_GIVEN PASSAGE_

APPLE PICKERS MANY CALLED, FEW CHOSEN
At the outset of this past fall's East Coast apple harvest, most of the almost 1,000 Puerto Ricans who had been recruited as apple pickers by the U.S. and Puerto Rican Departments of Labor, found themselves here without either jobs or money. More often than not they were left pacing the lobby of a Holiday Inn while government officials, apple growers and the courts carried out their yearly ritual of bargaining over who would pick the season's apple harvest. In the end, despite the readiness of the Puerto Rican workers, West Indians were flown in from the Caribbean to fill most of the jobs.
Why the West Indians were given preference over Puerto Rican workers is not immediately apparent given that the Immigration and Nationality Act of 1952 stipulates that foreign workers can obtain temporary visas to work in U.S. agriculture only when "unemployed persons capable of performing such service or labor cannot be found in this country." As U.S. citizens, Puerto Ricans are supposed to have a crack at agricultural jobs before foreign workers can be hired.
MANY JOBS LOST
For three decades prior to 1975, Puerto Ricans had been contracted by the thousands in the tobacco fields and fruit and vegetable farms of the Eastern United States. They came to the mainland under a program first instituted by the Commonwealth in the late 1940s. Under the jurisdiction of Puerto Rican Public Law 87 since 1962, all Puerto Ricans recruited off the island for domestic or farm labor must be covered by contracts negotiated by the employers with the Puerto Rican Secretary of Labor.
REACHING FOR APPLES
Finding a continuing labor surplus on its hands, the Commonwealth decided to find employment for Puerto Ricans in the East Coast apple harvest, a crop where its farm workers had not previously been employed in significant numbers. There was a catch, however, in that many of the jobs were being filled by temporary foreign workers from the West Indies, primarily Jamaica, a labor force the growers had been employing for decades. Because of their U.S. citizenship Puerto Ricans seemingly should be given preference over foreign workers, but the growers strongly prefer Jamaicans precisely because they are not citizens and are therefore more controllable.
Unlike Puerto Ricans, Jamaicans can be deported. Complaints about conditions have frequently led to workers being sent home. While Puerto Ricans can leave intolerable conditions and seek other jobs or public assistance within the country, the Jamaicans are a relatively captive work force and tend, in the growers words, to be "docile and diligent."
1975 was the first year in which the Commonwealth sought jobs for its migrants in the orchards extending from Maine to Virginia. They were met by fierce opposition from the growers, whose legal manuverings and physical harassment of workers over the following years have amply illustrated the depth of their commitment to maintain the steady flow of Jamaican labor. Not only have Puerto Ricans been effectively excluded from apple picking, but the growers have been able to increase the number of West Indians who pick apples. In 1975 the Commonwealth recruited 2,600 Puerto Ricans for the apple harvest, but under pressure by the growers' Farm Labor Executive Committee, the U.S. Department of Labor certified a shortage of domestic workers, an act which led to the authorized importation of 4,800 Jamaican workers.

_PROVIDED INFORMATION_
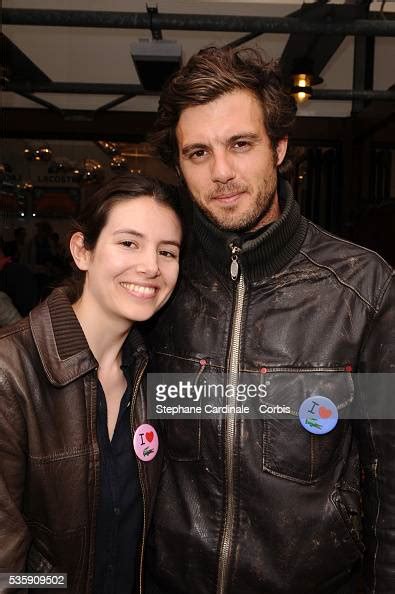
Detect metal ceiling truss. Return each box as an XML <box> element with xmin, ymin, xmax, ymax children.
<box><xmin>2</xmin><ymin>0</ymin><xmax>395</xmax><ymax>113</ymax></box>
<box><xmin>2</xmin><ymin>5</ymin><xmax>395</xmax><ymax>37</ymax></box>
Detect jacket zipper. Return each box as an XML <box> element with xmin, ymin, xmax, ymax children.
<box><xmin>130</xmin><ymin>361</ymin><xmax>148</xmax><ymax>594</ymax></box>
<box><xmin>217</xmin><ymin>244</ymin><xmax>245</xmax><ymax>594</ymax></box>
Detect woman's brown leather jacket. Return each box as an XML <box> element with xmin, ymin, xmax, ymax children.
<box><xmin>0</xmin><ymin>290</ymin><xmax>161</xmax><ymax>594</ymax></box>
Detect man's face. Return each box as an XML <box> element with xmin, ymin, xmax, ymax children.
<box><xmin>176</xmin><ymin>90</ymin><xmax>287</xmax><ymax>231</ymax></box>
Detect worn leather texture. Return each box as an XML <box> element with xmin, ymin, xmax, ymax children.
<box><xmin>146</xmin><ymin>185</ymin><xmax>395</xmax><ymax>594</ymax></box>
<box><xmin>0</xmin><ymin>290</ymin><xmax>161</xmax><ymax>594</ymax></box>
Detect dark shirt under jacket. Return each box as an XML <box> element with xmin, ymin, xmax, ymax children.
<box><xmin>94</xmin><ymin>349</ymin><xmax>143</xmax><ymax>594</ymax></box>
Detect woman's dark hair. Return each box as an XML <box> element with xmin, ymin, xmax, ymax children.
<box><xmin>149</xmin><ymin>47</ymin><xmax>296</xmax><ymax>167</ymax></box>
<box><xmin>65</xmin><ymin>174</ymin><xmax>182</xmax><ymax>303</ymax></box>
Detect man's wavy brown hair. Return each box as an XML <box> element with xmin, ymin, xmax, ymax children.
<box><xmin>149</xmin><ymin>47</ymin><xmax>296</xmax><ymax>168</ymax></box>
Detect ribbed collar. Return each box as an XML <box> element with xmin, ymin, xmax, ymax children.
<box><xmin>30</xmin><ymin>289</ymin><xmax>147</xmax><ymax>386</ymax></box>
<box><xmin>193</xmin><ymin>178</ymin><xmax>307</xmax><ymax>282</ymax></box>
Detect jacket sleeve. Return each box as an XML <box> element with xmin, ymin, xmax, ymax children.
<box><xmin>356</xmin><ymin>273</ymin><xmax>395</xmax><ymax>594</ymax></box>
<box><xmin>0</xmin><ymin>368</ymin><xmax>31</xmax><ymax>572</ymax></box>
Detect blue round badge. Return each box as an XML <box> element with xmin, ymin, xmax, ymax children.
<box><xmin>299</xmin><ymin>396</ymin><xmax>339</xmax><ymax>435</ymax></box>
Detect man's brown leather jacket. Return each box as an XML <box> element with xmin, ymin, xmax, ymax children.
<box><xmin>0</xmin><ymin>290</ymin><xmax>161</xmax><ymax>594</ymax></box>
<box><xmin>146</xmin><ymin>184</ymin><xmax>395</xmax><ymax>594</ymax></box>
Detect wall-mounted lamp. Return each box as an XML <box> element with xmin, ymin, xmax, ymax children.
<box><xmin>291</xmin><ymin>68</ymin><xmax>323</xmax><ymax>103</ymax></box>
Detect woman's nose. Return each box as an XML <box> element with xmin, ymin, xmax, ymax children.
<box><xmin>136</xmin><ymin>252</ymin><xmax>160</xmax><ymax>278</ymax></box>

_WRITTEN EXERCISE 1_
According to the apple pickers article, how many Jamaican workers were authorized for importation in 1975?
_WRITTEN EXERCISE 2_
Rewrite the stretch of the apple pickers article from "MANY JOBS LOST" through "Secretary of Labor.", swapping "thousands" for "hundreds".
_WRITTEN EXERCISE 3_
State whether each statement agrees with the apple pickers article, answering yes or no and quoting the deciding words: (a) Puerto Rican Public Law 87 has governed the recruitment of Puerto Rican farm workers since 1962. (b) Before 1975, Puerto Rican farm workers had been employed in large numbers in the East Coast apple harvest. (c) The growers prefer Jamaicans because they are not citizens.

_FULL ANSWER 1_
4,800

_FULL ANSWER 2_
MANY JOBS LOST
For three decades prior to 1975, Puerto Ricans had been contracted by the hundreds in the tobacco fields and fruit and vegetable farms of the Eastern United States. They came to the mainland under a program first instituted by the Commonwealth in the late 1940s. Under the jurisdiction of Puerto Rican Public Law 87 since 1962, all Puerto Ricans recruited off the island for domestic or farm labor must be covered by contracts negotiated by the employers with the Puerto Rican Secretary of Labor.

_FULL ANSWER 3_
(a) Yes: "Under the jurisdiction of Puerto Rican Public Law 87 since 1962"
(b) No: "a crop where its farm workers had not previously been employed in significant numbers"
(c) Yes: "the growers strongly prefer Jamaicans precisely because they are not citizens and are therefore more controllable"